# WORK INSTRUCTIONS:
Beginning at the line with "If you could tag the carport opening", output each line to the end of the listing below exactly, please.

# THE DATA:
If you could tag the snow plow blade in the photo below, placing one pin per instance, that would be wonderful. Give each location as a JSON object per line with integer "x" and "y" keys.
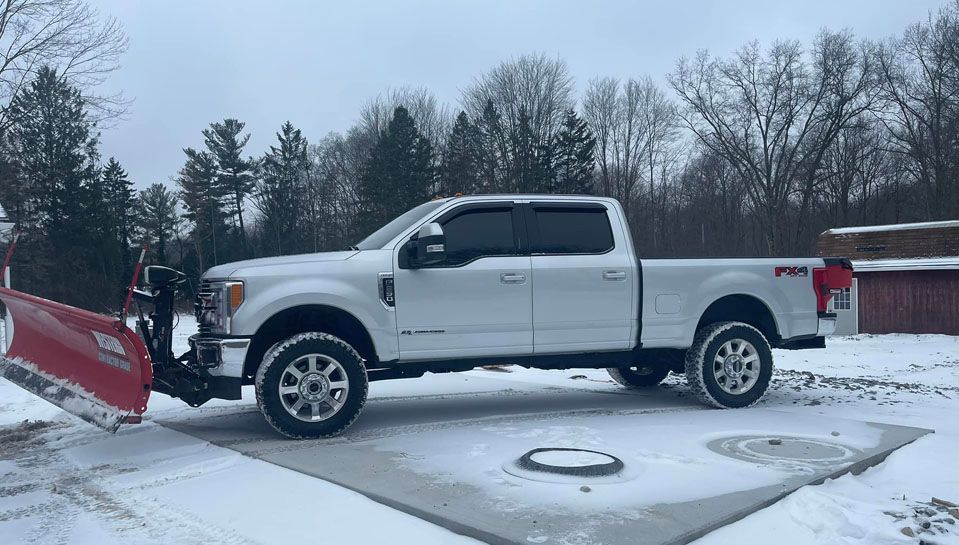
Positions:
{"x": 87, "y": 364}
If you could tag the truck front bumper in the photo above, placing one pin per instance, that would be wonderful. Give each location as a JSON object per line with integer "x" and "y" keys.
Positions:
{"x": 221, "y": 357}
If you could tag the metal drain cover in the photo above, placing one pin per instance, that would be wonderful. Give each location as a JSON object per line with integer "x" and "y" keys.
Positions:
{"x": 571, "y": 461}
{"x": 768, "y": 449}
{"x": 570, "y": 466}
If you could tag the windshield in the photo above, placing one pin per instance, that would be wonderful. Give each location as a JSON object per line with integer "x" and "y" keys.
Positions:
{"x": 389, "y": 231}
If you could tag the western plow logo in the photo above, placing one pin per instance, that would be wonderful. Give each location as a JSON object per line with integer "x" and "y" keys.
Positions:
{"x": 792, "y": 271}
{"x": 109, "y": 348}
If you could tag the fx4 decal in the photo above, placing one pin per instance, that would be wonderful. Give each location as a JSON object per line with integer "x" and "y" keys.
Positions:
{"x": 792, "y": 271}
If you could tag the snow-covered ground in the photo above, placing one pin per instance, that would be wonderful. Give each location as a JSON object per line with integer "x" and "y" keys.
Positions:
{"x": 63, "y": 481}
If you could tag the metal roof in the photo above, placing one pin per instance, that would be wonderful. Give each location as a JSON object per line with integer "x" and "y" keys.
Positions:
{"x": 892, "y": 227}
{"x": 915, "y": 264}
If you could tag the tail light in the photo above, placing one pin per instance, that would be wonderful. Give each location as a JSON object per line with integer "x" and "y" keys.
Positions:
{"x": 830, "y": 280}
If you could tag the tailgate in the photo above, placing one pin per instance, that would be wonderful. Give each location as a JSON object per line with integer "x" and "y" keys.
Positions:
{"x": 85, "y": 363}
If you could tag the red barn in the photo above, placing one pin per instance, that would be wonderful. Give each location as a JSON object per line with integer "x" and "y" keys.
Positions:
{"x": 905, "y": 280}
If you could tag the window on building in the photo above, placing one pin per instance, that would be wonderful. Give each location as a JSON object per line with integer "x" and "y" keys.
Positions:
{"x": 843, "y": 300}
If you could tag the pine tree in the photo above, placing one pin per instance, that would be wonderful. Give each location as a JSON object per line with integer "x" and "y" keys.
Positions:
{"x": 282, "y": 187}
{"x": 573, "y": 163}
{"x": 490, "y": 150}
{"x": 158, "y": 217}
{"x": 120, "y": 203}
{"x": 203, "y": 200}
{"x": 526, "y": 172}
{"x": 399, "y": 175}
{"x": 461, "y": 173}
{"x": 234, "y": 173}
{"x": 53, "y": 143}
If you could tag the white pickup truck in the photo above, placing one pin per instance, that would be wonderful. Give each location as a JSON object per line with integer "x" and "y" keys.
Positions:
{"x": 550, "y": 282}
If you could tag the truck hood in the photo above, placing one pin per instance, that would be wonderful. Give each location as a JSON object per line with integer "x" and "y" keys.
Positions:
{"x": 228, "y": 269}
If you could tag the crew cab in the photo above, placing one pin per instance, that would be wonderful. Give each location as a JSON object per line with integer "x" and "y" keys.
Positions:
{"x": 549, "y": 282}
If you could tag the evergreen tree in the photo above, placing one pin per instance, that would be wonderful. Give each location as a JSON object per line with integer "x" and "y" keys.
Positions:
{"x": 461, "y": 173}
{"x": 120, "y": 203}
{"x": 490, "y": 150}
{"x": 399, "y": 175}
{"x": 203, "y": 202}
{"x": 572, "y": 157}
{"x": 158, "y": 217}
{"x": 52, "y": 143}
{"x": 527, "y": 174}
{"x": 282, "y": 187}
{"x": 234, "y": 173}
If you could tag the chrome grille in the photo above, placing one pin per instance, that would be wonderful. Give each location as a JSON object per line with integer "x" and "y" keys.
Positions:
{"x": 205, "y": 303}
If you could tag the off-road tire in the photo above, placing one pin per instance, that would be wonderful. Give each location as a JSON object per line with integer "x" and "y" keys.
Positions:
{"x": 634, "y": 377}
{"x": 276, "y": 360}
{"x": 700, "y": 370}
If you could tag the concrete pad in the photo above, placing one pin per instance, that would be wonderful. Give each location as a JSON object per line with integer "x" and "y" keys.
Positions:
{"x": 450, "y": 459}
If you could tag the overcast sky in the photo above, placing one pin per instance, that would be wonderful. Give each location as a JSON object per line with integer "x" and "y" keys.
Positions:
{"x": 315, "y": 63}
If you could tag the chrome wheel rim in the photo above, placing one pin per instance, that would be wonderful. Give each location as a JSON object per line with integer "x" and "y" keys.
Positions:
{"x": 313, "y": 387}
{"x": 736, "y": 366}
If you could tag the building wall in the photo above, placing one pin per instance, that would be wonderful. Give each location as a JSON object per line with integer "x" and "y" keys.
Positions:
{"x": 909, "y": 302}
{"x": 847, "y": 311}
{"x": 892, "y": 244}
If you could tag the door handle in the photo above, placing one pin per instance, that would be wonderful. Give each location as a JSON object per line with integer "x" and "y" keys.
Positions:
{"x": 512, "y": 278}
{"x": 614, "y": 276}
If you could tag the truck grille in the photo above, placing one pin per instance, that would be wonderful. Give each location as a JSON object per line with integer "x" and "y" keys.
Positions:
{"x": 205, "y": 303}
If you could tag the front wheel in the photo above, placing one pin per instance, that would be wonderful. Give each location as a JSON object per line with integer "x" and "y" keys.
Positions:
{"x": 729, "y": 365}
{"x": 311, "y": 385}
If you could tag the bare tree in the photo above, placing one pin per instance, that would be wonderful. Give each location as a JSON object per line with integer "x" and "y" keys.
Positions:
{"x": 67, "y": 35}
{"x": 636, "y": 128}
{"x": 534, "y": 85}
{"x": 919, "y": 75}
{"x": 773, "y": 114}
{"x": 529, "y": 97}
{"x": 432, "y": 118}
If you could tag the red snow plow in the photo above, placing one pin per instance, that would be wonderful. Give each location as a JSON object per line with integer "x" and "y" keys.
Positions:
{"x": 92, "y": 365}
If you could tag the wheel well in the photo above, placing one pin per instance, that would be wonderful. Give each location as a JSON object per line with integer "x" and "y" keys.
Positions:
{"x": 291, "y": 321}
{"x": 742, "y": 308}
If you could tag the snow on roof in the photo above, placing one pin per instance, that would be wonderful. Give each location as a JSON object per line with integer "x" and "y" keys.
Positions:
{"x": 916, "y": 264}
{"x": 892, "y": 227}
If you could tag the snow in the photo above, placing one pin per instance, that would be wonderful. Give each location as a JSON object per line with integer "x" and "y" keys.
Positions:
{"x": 892, "y": 227}
{"x": 922, "y": 263}
{"x": 570, "y": 458}
{"x": 65, "y": 481}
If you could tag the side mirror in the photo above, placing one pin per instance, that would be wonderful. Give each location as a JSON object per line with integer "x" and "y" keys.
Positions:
{"x": 429, "y": 246}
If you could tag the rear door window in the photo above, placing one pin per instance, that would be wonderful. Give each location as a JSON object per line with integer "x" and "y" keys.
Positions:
{"x": 572, "y": 230}
{"x": 479, "y": 232}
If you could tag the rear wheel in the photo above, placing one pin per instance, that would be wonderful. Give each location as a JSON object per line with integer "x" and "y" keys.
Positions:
{"x": 639, "y": 376}
{"x": 729, "y": 365}
{"x": 311, "y": 385}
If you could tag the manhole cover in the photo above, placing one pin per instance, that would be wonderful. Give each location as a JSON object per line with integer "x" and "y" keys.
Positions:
{"x": 571, "y": 461}
{"x": 778, "y": 449}
{"x": 568, "y": 465}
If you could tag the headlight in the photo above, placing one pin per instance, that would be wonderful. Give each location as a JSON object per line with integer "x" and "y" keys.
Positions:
{"x": 216, "y": 304}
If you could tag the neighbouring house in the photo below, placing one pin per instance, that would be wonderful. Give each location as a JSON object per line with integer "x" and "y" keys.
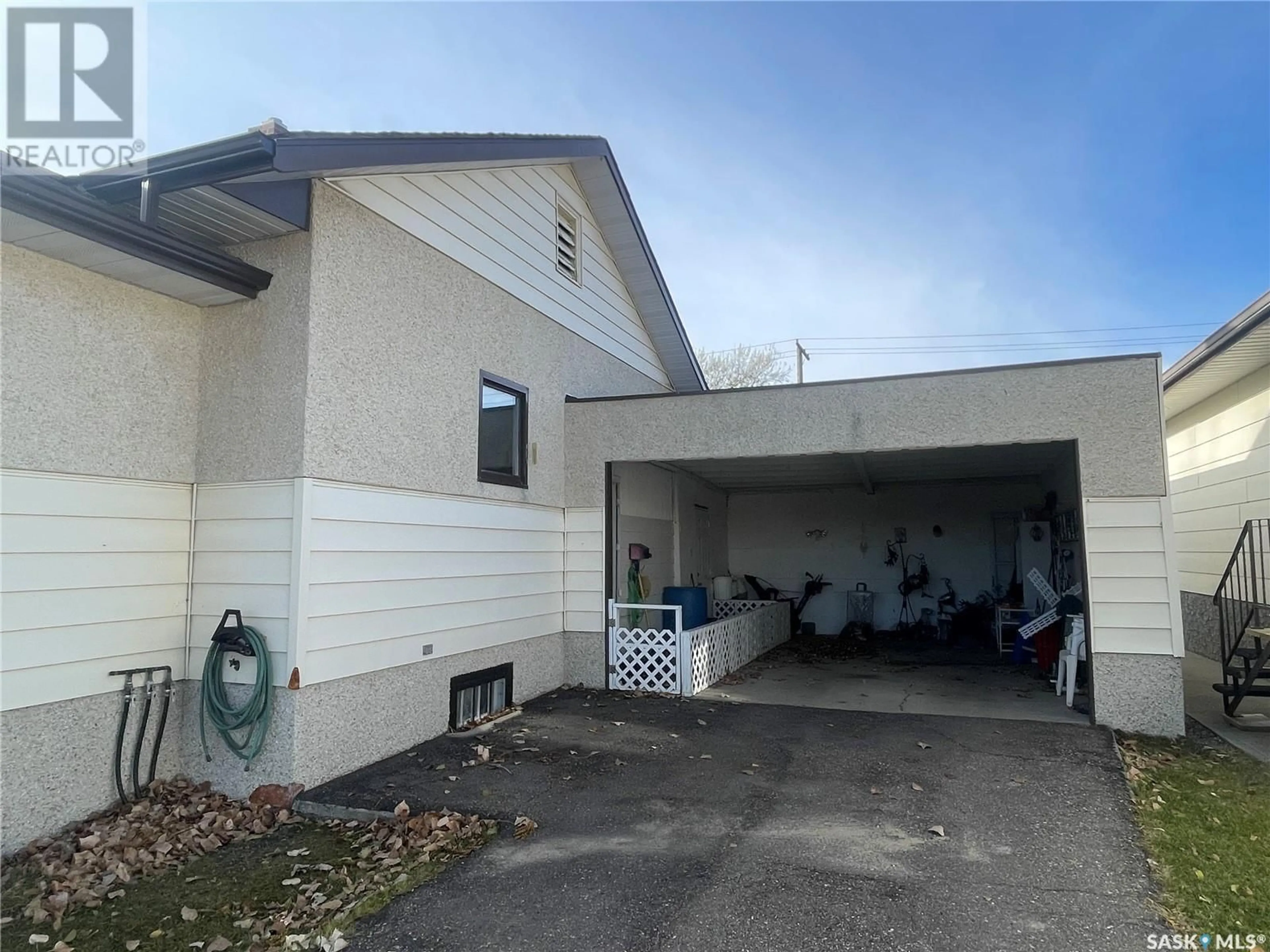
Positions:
{"x": 407, "y": 402}
{"x": 1217, "y": 411}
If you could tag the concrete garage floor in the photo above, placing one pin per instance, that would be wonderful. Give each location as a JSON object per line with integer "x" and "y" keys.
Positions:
{"x": 902, "y": 681}
{"x": 651, "y": 841}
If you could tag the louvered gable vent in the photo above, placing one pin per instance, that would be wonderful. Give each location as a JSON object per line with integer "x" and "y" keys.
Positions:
{"x": 568, "y": 244}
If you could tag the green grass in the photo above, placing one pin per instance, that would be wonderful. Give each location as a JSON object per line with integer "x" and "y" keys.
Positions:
{"x": 1205, "y": 813}
{"x": 224, "y": 887}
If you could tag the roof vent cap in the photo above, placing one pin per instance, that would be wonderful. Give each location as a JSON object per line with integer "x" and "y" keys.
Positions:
{"x": 272, "y": 126}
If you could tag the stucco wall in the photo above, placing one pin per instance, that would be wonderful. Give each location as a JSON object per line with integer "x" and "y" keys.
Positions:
{"x": 100, "y": 377}
{"x": 398, "y": 336}
{"x": 1140, "y": 694}
{"x": 253, "y": 373}
{"x": 1111, "y": 407}
{"x": 59, "y": 762}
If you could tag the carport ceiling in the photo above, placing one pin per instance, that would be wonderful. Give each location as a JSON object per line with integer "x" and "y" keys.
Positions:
{"x": 879, "y": 469}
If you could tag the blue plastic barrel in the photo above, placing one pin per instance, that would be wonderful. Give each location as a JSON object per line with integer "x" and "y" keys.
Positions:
{"x": 695, "y": 602}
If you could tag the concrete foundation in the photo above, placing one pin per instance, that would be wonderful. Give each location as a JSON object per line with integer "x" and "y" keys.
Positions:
{"x": 1140, "y": 694}
{"x": 59, "y": 758}
{"x": 1201, "y": 625}
{"x": 585, "y": 658}
{"x": 59, "y": 762}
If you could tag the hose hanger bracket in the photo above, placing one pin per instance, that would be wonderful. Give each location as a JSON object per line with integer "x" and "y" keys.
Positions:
{"x": 232, "y": 638}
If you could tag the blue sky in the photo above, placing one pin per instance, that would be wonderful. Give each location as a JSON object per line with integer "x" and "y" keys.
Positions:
{"x": 826, "y": 171}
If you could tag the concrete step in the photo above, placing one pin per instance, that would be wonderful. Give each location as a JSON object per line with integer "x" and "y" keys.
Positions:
{"x": 1255, "y": 691}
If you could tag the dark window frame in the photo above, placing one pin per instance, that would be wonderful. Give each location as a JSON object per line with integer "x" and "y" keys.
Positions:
{"x": 523, "y": 452}
{"x": 487, "y": 676}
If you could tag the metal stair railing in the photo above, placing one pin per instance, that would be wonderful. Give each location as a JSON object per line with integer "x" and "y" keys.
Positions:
{"x": 1243, "y": 605}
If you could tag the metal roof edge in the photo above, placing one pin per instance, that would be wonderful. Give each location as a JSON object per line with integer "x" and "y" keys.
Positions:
{"x": 1220, "y": 341}
{"x": 204, "y": 164}
{"x": 60, "y": 205}
{"x": 955, "y": 373}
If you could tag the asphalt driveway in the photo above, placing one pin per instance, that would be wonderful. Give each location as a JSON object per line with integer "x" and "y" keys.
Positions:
{"x": 712, "y": 825}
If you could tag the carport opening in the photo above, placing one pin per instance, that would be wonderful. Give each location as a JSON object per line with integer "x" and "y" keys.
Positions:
{"x": 909, "y": 573}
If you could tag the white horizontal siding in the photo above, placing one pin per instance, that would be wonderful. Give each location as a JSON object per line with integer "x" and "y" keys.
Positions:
{"x": 243, "y": 544}
{"x": 501, "y": 222}
{"x": 390, "y": 572}
{"x": 1132, "y": 603}
{"x": 585, "y": 569}
{"x": 93, "y": 578}
{"x": 1220, "y": 476}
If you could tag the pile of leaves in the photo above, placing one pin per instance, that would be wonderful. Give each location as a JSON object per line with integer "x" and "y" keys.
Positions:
{"x": 92, "y": 862}
{"x": 167, "y": 874}
{"x": 388, "y": 856}
{"x": 1205, "y": 810}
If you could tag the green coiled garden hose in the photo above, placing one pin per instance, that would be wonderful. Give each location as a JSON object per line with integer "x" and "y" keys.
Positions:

# OUTPUT:
If you could tag the carport opening in the photo above, placing one pin per instance, that would be wonderful. Give each location as a JSON object per line with integer "x" and "y" keys.
Positions:
{"x": 909, "y": 573}
If you could tag the white horizontal siding in the photo above, placing one pin per instance, that would be wonderful. Give each location as a JSON object per line with integer "x" and "y" keys.
Positions:
{"x": 243, "y": 544}
{"x": 501, "y": 222}
{"x": 390, "y": 572}
{"x": 1132, "y": 603}
{"x": 585, "y": 569}
{"x": 93, "y": 578}
{"x": 1220, "y": 476}
If you could tag the pile of leaves in the photo above, placing one pin per instance, that would be wonderful. Give each location as a JSON object per line with integer "x" and "y" keys.
Positions:
{"x": 92, "y": 862}
{"x": 167, "y": 874}
{"x": 388, "y": 856}
{"x": 1205, "y": 810}
If you could tag the green coiled garden hose in the photo above, placing one pin per instance, that would be wonderful. Give each location as a JSON object per line with integer "x" and "y" keys.
Positions:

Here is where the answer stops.